* **Quoted passage**
+++

The obstacle course of women’s representation in national and local government.

Chris Game

With last month’s Conservative by-election win, the Cumbria constituency of Copeland secured its place in parliamentary history. But exactly what place?

Throughout the campaign we were regularly reminded how Copeland (quite likely) or Stoke-on-Trent Central (conceivably) could produce the first government party by-election gain since 1982, and, without a defecting incumbent or the poll-topping candidate being disqualified, since 1960. And serious nerds knew it would be the first (pay attention here!) to overturn a main opposition party majority of more than 3%, without a defection, disqualification or significant change in the contesting parties, since 1878.

Copeland indeed proved to be the history maker, and yet … every one of these records (believe me, there were others) could in theory be overturned. For Copeland’s irremovable place in parliamentary history – and certainly to justify its heading a commemoration of March 8th as International Women’s Day – we should look first not to its voters, but to its MPs.

The by-election was instigated by Labour’s Jamie Reed announcing his intention to swap his MP’s job for one with Sellafield, the local nuclear decommissioning authority. In January, when he formally ceased being an MP, for the first time, sitting male MPs (454) were outnumbered by the TOTAL number of women MPs EVER (455) – that is, in all the 99 years since women first got the vote.

Feminist history had been made, but, slightly unsatisfactorily, by the action of a male. However, on March 1st Copeland’s victorious Conservative MP, Trudy Harrison, was sworn in as the 196th female MP in this parliament and the 456th ever.

Recalling that it was the Commons of just 20 years ago that Tessa Jowell famously reckoned contained more Johns and Jonathans than its 60 women MPs, it obviously does constitute progress. Even if she had to slip in the odd Jack or Jimmy, her point was made: the fewer than 1 in 10 women was a national embarrassment.

But the 30% that today’s 196 women represent, and the resulting 47th position in the Inter-Parliamentary Union’s Women in Parliaments listing, will strike many, as it did the Commons Women and Equalities Select Committee, as little less embarrassing, and “a serious democratic deficit” (para 7).

A description it would presumably apply to English local government too, since the numbers now are virtually the same. When Jowell did her John count, women members of England’s principal councils totalled over a quarter. Since when, while the proportion of women MPs was tripling, that of women councillors increased at the gastropodal rate of 1% every 3 years, to (based on the most recent English national councillors’ survey) an overall 32%.

In the other UK nations, women’s representation in local government is significantly lower than in England (p.7) – Scotland 24% of councillors, Wales 26%, Northern Ireland 25% – but their representation in their respective devolved bodies is in each case relatively higher – Scotland 35%, Wales 42%, and Northern Ireland, following last week’s elections to the new, smaller Assembly, 30%.

Which brings us to the next big English local elections – those in May for the elected mayors of six recently created Combined Authorities (CAs). What kind of visibility will women have in the governance of these new bodies? To which the regrettable answer at present appears to be: precious little. Otherwise there’d be no need for ‘The People’s Powerhouse’ (provisionally May 9th at Doncaster Rovers’ Keepmoat football ground) – the retort of some enterprising, and outraged, women to last month’s glitzy but shamefully mishandled Second UK Northern Powerhouse (NP) International Conference.

+++

* **What to do**
(a) From the article on women's representation in government, list the three UK nations other than England along with the share of councillors who are women in each.
(b) Resume the article on women's representation in government, starting right after its final sentence.

Dataset rows
+++

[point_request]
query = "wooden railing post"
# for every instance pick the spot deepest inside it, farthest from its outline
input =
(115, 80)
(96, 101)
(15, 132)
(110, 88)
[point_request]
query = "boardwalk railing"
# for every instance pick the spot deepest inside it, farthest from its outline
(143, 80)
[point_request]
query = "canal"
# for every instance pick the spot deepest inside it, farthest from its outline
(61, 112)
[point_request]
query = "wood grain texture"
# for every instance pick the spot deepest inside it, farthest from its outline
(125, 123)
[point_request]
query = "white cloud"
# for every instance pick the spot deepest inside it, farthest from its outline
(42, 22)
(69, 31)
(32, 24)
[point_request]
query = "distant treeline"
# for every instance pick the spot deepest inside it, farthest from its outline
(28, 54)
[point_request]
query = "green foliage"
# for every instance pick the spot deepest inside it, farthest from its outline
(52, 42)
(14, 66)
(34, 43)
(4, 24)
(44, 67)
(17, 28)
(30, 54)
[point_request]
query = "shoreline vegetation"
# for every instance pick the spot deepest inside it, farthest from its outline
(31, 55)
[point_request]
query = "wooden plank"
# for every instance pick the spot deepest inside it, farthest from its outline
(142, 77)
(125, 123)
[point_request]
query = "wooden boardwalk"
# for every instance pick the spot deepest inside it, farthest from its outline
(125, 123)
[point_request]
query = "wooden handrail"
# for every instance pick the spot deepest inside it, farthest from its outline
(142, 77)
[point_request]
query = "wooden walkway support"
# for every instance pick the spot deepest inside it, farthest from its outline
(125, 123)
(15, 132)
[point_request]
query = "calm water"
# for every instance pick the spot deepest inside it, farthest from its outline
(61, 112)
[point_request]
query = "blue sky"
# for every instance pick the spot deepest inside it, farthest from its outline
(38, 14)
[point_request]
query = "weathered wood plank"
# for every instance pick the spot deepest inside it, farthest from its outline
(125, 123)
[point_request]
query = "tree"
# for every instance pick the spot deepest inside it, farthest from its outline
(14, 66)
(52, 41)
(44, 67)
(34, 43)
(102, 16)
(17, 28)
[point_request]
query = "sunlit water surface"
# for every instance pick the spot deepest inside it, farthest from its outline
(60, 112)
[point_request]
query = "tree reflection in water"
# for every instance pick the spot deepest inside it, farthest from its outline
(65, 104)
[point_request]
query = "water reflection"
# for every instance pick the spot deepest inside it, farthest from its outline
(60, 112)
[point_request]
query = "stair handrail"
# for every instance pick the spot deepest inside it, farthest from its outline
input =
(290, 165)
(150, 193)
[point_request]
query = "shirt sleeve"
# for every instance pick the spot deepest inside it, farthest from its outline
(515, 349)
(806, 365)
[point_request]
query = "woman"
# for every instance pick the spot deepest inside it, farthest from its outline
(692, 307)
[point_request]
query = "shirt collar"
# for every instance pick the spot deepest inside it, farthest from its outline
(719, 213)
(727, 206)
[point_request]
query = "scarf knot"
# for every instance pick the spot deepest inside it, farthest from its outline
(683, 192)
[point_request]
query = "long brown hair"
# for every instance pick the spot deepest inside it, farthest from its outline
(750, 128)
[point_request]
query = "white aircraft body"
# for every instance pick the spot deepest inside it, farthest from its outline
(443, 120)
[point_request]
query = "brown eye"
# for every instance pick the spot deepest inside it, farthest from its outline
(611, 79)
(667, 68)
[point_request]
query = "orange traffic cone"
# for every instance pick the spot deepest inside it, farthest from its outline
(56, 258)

+++

* **Response list**
(a)
Scotland: 24%
Wales: 26%
Northern Ireland: 25%

(b)
The NP, of course, is the large-scale devolution vehicle devised by former Chancellor George Osborne, with the Greater Manchester CA as its major driver. Its consciously macho name is enough to goad some, and the conference advertising did the rest, oozing clichés about delegates’ £450 + VAT opportunity to “network with the key players, potential business partners and stakeholders in the Northern Powerhouse economy”. For unfortunately it seemed that all the really KPs, PBPs and Ss – and certainly all 15 originally advertised main speakers – were male.

It almost beggars belief, and yet the organisers’ initial response to the women’s protest was reportedly one of ‘defiance’. And it’s not as if the NP hadn’t been warned – back in 2014 with a widely mocked picture of a dozen “pale, male” and rather self-satisfied council leaders signing the first Greater Manchester devo deal. And again more recently, in the Fawcett Society’s actual “analysis of women’s representation” in the Northern Powerhouse.

Defining the NP’s ‘senior leadership roles’ as council leaders/mayors, deputy leaders, CA chairs, and chief executives, the Society’s researchers found that only 28% of these 134 posts across the NP’s seven CAs were occupied by women, including just one of the CA chairs – with even that 28% owing much to non-politicians: the 40% of women CEs.

Here in the West Midlands the 7-borough WMCA figures are even more unbalanced. 7 constituent authority leaders and 5 non-constituent authority leaders – all male; (currently) 11 CEs – 10 male; 3 LEP chairs – all male.

And, like most CAs, the signs are that we’re heading for a male mayor. Of the 33 currently known mayoral candidates, 27 are male (82%), including 12 or the 14 Conservative and Labour candidates – the two latter exceptions, both Labour, being Lesley Mansell in the West of England, and, perhaps the most likely ‘First Woman Metro Mayor’, Sue Jeffrey in Tees Valley.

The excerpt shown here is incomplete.